[[ DOCUMENT EXTRACT open ]]

Pollie Crackers

Last Friday’s column on the Scout and Guide hall has generated a bit of discussion, as intended. A little new information has since come to hand. The first is that there are reportedly old legal agreements stipulating that all proceeds from a future sale must remain in Grenfell. In the event of a sale; at least this would give the local organisations a head start with their funds. The second is that the original TAFE offer has not so much been withdrawn as reduced to an unacceptable amount, to the dismay of the Scouts and Guides. A heavy-handed government department seems to be flexing its muscle to benefit only itself. The third is that it is understood that council is now involved, but their purpose has not been made public. None of this changes the thrust of last week’s column: why does the new TAFE college have to be on that particular block, and why should Scouts and Guides have to relocate UNLESS it is in their own interests to do so? Most people would agree that it is far more important that the Scout and Guide hall be where it is, close to the Primary schools and the pool and with a park alongside, than it is for a TAFE college. Relocating the Scouts and Guides away from their central position would be a backward step in most eyes. At this time all the problems previously outlined remain still.

[[ DOCUMENT EXTRACT closed ]]
[[ DATA TO EXAMINE open ]]

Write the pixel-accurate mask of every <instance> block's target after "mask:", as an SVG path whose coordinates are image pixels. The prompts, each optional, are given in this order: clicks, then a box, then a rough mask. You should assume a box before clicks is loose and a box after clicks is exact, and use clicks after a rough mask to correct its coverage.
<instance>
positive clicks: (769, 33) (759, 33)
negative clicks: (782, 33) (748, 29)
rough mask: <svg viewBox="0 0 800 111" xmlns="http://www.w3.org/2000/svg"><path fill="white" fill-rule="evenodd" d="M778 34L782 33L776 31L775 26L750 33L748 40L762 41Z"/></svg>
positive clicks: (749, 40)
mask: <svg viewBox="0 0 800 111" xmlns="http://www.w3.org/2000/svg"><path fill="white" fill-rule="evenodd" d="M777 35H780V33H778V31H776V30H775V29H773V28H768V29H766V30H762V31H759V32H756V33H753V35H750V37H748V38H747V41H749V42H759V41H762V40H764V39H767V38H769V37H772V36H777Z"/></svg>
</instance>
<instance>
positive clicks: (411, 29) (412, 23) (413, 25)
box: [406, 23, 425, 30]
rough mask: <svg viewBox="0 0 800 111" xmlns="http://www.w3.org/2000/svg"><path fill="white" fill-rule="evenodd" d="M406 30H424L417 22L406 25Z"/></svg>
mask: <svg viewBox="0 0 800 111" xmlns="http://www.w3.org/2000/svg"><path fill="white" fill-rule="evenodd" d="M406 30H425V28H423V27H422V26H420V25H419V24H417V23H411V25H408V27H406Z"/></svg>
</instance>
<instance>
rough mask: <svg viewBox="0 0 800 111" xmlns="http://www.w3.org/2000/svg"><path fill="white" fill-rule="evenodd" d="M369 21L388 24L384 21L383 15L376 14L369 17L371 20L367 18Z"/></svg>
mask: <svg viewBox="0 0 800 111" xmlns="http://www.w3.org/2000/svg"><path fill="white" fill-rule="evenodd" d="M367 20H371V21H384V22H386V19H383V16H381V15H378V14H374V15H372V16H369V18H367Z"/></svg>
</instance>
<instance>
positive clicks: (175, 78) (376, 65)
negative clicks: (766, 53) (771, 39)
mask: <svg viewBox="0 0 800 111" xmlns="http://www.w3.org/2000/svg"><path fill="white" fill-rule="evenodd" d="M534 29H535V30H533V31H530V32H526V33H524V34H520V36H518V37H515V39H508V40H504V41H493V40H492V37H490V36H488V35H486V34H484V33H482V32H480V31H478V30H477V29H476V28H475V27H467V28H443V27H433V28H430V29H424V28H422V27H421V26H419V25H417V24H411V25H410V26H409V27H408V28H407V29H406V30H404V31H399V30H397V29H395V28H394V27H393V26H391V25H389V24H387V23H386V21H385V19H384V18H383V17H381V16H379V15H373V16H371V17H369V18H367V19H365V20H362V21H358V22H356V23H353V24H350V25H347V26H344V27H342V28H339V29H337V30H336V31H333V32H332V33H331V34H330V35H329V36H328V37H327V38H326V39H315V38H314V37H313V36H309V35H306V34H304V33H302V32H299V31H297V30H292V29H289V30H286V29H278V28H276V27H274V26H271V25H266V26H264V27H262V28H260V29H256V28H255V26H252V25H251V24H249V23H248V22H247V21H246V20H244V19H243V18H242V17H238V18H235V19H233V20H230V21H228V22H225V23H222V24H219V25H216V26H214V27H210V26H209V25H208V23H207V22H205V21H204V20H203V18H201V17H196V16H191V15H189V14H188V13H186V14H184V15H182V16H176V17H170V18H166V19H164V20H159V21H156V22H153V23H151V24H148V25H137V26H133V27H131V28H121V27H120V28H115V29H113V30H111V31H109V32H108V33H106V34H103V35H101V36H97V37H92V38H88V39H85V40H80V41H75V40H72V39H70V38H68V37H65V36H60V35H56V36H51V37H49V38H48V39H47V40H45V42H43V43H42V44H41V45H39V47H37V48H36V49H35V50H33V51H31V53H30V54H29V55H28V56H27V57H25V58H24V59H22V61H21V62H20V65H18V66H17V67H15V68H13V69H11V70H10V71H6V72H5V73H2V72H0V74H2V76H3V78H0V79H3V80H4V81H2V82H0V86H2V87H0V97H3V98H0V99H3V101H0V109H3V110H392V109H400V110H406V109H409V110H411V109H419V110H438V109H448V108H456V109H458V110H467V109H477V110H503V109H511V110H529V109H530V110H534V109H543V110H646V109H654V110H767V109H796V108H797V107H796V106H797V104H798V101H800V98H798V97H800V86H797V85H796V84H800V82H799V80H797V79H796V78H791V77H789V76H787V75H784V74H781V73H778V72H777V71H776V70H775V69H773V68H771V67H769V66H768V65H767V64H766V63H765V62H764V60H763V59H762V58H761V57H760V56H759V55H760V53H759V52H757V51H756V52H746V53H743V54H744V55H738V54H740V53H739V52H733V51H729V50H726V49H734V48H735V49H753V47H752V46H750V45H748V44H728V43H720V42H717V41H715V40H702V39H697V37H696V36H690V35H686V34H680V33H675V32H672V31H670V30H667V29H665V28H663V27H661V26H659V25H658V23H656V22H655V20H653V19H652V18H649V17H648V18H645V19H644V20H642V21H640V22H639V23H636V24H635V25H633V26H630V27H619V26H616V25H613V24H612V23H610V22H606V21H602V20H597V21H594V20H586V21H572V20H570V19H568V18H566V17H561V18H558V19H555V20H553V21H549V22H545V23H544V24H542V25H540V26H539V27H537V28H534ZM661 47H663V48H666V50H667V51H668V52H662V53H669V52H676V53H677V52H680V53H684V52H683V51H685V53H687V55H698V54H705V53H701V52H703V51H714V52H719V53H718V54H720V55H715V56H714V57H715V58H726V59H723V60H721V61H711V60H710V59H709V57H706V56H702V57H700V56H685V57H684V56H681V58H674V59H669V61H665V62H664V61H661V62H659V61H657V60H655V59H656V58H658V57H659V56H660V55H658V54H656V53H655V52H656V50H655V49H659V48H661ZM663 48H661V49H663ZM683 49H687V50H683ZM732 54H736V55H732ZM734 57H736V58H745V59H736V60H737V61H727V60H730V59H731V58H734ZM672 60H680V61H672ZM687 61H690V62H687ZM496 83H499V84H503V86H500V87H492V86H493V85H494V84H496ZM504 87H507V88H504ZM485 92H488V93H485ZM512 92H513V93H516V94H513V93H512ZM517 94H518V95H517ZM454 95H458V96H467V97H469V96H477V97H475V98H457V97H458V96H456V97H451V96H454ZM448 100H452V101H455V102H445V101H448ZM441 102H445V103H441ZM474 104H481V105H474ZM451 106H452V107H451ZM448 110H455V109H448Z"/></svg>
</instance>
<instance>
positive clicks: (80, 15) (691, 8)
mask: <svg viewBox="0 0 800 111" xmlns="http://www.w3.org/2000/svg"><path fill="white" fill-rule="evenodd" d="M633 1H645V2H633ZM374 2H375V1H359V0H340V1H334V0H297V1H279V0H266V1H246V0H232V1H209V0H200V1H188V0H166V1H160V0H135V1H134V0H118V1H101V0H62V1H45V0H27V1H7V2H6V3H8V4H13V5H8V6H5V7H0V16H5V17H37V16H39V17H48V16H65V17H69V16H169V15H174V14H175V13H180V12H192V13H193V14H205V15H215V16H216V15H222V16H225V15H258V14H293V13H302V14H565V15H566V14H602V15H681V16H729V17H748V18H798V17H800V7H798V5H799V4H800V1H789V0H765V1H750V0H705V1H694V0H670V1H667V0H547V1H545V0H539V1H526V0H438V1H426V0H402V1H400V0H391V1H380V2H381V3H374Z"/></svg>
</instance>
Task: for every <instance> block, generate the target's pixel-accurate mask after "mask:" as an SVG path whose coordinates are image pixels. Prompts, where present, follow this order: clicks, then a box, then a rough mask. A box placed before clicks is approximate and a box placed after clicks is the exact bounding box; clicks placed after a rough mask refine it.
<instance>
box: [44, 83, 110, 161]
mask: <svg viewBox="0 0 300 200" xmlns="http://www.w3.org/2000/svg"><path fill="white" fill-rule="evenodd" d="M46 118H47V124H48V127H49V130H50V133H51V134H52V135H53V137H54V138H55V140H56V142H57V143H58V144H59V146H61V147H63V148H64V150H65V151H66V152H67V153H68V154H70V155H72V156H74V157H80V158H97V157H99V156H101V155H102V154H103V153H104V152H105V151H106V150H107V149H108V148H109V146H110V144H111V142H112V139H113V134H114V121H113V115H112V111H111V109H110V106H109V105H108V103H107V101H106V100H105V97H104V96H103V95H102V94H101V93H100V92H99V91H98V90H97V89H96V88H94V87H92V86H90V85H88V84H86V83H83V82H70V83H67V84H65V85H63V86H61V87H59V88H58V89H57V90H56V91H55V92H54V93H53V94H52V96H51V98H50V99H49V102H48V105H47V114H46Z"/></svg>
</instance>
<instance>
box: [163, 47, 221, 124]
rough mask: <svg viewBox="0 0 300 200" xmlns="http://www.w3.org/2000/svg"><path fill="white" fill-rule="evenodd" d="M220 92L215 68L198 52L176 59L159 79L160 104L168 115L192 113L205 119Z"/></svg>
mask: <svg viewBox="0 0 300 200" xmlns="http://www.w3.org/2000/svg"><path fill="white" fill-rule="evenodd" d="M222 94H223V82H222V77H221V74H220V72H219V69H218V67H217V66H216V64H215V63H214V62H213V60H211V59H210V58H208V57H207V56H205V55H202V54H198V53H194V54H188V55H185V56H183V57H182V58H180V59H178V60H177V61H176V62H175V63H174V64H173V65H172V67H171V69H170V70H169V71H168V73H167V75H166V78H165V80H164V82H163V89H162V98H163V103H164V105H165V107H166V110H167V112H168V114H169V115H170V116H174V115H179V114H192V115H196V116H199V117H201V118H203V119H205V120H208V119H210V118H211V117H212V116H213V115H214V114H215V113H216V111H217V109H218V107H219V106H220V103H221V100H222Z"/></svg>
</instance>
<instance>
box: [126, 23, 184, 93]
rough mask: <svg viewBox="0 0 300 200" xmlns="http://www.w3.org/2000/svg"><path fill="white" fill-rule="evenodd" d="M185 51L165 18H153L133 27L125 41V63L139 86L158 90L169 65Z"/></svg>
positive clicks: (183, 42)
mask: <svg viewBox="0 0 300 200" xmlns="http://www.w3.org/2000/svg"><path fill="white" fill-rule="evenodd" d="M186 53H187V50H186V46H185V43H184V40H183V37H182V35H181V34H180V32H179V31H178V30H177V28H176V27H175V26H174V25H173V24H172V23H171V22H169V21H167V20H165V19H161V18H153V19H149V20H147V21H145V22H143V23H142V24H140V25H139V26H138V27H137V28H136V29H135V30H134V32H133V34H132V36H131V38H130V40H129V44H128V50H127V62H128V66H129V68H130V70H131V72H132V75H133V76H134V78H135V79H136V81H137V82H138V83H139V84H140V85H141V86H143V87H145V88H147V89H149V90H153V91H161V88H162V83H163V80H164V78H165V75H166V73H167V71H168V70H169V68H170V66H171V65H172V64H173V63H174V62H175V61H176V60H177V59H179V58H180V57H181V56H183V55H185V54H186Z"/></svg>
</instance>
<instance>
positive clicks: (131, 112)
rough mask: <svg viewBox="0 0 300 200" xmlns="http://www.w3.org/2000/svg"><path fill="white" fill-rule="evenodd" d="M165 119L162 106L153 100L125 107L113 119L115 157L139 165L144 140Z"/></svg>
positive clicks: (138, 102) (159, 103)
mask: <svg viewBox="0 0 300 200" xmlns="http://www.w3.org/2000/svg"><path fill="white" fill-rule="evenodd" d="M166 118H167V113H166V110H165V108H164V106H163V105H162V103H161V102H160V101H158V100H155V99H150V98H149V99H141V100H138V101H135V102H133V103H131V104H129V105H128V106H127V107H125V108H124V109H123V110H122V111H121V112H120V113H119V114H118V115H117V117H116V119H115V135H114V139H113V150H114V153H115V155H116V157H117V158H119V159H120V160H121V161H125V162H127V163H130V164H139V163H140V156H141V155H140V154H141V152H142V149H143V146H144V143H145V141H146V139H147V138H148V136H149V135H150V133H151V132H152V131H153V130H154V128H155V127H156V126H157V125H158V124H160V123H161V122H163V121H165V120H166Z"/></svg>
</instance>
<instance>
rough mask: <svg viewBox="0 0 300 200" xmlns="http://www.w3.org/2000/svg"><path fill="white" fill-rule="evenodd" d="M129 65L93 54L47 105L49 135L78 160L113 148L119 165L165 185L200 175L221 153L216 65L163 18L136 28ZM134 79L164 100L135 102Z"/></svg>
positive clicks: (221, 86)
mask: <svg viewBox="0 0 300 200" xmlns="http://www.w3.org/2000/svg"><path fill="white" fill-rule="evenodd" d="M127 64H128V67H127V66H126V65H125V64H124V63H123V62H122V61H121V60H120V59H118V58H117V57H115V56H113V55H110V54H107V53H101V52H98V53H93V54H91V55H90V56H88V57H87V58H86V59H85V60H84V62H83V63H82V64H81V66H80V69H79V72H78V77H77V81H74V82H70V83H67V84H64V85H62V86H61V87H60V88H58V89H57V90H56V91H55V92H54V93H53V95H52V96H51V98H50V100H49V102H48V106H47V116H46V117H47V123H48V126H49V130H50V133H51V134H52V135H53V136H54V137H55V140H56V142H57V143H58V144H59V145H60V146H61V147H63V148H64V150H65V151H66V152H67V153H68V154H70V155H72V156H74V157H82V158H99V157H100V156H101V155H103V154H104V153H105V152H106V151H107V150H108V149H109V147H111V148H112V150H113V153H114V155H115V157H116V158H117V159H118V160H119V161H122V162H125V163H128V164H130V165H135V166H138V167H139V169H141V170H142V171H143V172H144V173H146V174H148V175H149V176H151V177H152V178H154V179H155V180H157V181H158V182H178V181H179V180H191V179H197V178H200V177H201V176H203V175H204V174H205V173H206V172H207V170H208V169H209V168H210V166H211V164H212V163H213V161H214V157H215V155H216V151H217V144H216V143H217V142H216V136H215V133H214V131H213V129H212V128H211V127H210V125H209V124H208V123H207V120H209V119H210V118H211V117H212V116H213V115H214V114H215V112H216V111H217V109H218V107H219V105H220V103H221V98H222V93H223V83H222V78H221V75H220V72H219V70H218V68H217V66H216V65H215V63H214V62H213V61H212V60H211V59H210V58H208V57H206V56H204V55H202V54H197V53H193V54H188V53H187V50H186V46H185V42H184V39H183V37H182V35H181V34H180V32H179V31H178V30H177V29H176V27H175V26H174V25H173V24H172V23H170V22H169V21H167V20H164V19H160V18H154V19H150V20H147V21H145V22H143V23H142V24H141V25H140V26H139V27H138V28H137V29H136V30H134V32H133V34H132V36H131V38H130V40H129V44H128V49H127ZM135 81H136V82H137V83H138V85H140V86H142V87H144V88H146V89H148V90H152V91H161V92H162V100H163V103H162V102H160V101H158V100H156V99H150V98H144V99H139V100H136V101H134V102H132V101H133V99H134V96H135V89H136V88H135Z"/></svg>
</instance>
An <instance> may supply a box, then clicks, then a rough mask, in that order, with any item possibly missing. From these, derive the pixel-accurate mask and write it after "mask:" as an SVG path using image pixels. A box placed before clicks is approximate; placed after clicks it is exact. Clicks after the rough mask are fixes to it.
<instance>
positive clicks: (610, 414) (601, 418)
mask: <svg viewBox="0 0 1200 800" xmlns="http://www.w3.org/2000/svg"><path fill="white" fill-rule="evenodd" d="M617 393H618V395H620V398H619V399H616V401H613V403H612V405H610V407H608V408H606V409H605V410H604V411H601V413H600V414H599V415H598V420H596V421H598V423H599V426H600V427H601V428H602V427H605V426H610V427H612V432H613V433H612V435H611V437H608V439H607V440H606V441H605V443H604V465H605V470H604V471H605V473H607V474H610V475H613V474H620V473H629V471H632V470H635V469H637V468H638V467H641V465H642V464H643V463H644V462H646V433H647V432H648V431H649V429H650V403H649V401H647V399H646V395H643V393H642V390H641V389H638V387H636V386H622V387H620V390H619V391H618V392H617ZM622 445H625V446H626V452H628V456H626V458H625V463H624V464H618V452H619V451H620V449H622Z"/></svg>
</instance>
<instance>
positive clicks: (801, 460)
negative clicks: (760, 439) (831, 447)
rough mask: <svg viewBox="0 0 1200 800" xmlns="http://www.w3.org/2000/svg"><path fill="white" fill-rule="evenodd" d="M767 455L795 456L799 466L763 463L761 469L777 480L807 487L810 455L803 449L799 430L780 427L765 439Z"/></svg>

[[ DATA TO EXAMINE closed ]]

PROMPT 1:
In the column on the Scout and Guide hall, what do the old legal agreements reportedly require of the proceeds from a future sale?
PROMPT 2:
Carry the column on the Scout and Guide hall forward from its last sentence.
The data above comes from an unrelated source.

EXERCISE ANSWER 1:
All proceeds from a future sale must remain in Grenfell.

EXERCISE ANSWER 2:
No doubt the political brouhaha over the last few weeks has been interesting for some and totally boring for others. The end result is a new leader for the National Party who automatically becomes Deputy PM. Quite a quick elevation for our local Member for Riverina. The aspect that I find curious is the situation with the deputy leader of the Nationals, Bridget McKenzie. It was noticeable during the contest for a successor to Barnaby that her name was never in the mix. One would think that a duly elected deputy would be a strong contender for the vacant position. This is a situation not confined just to the Nationals. Labor has Tanya Plibersek but Bill Shorten’s successor is widely tipped to be Anthony Albanese. The Liberals have Julie Bishop who has been deputy for four leaders without getting the nod, and the favoured names here include Peter Dutton, Mathias Cormann, and even (unbelievably) Tony Abbott. But again, not the deputy. Only the Greens may be different. What does it say when the three major parties all have female deputies who are repetitively disregarded for the main job? None of these women could be called “token,” but you’ll have to draw your own conclusion.


On the subject of deputy leaders, the Liberals’ Julie Bishop is in the news concerning her travel expenses. Perhaps it’s her surname?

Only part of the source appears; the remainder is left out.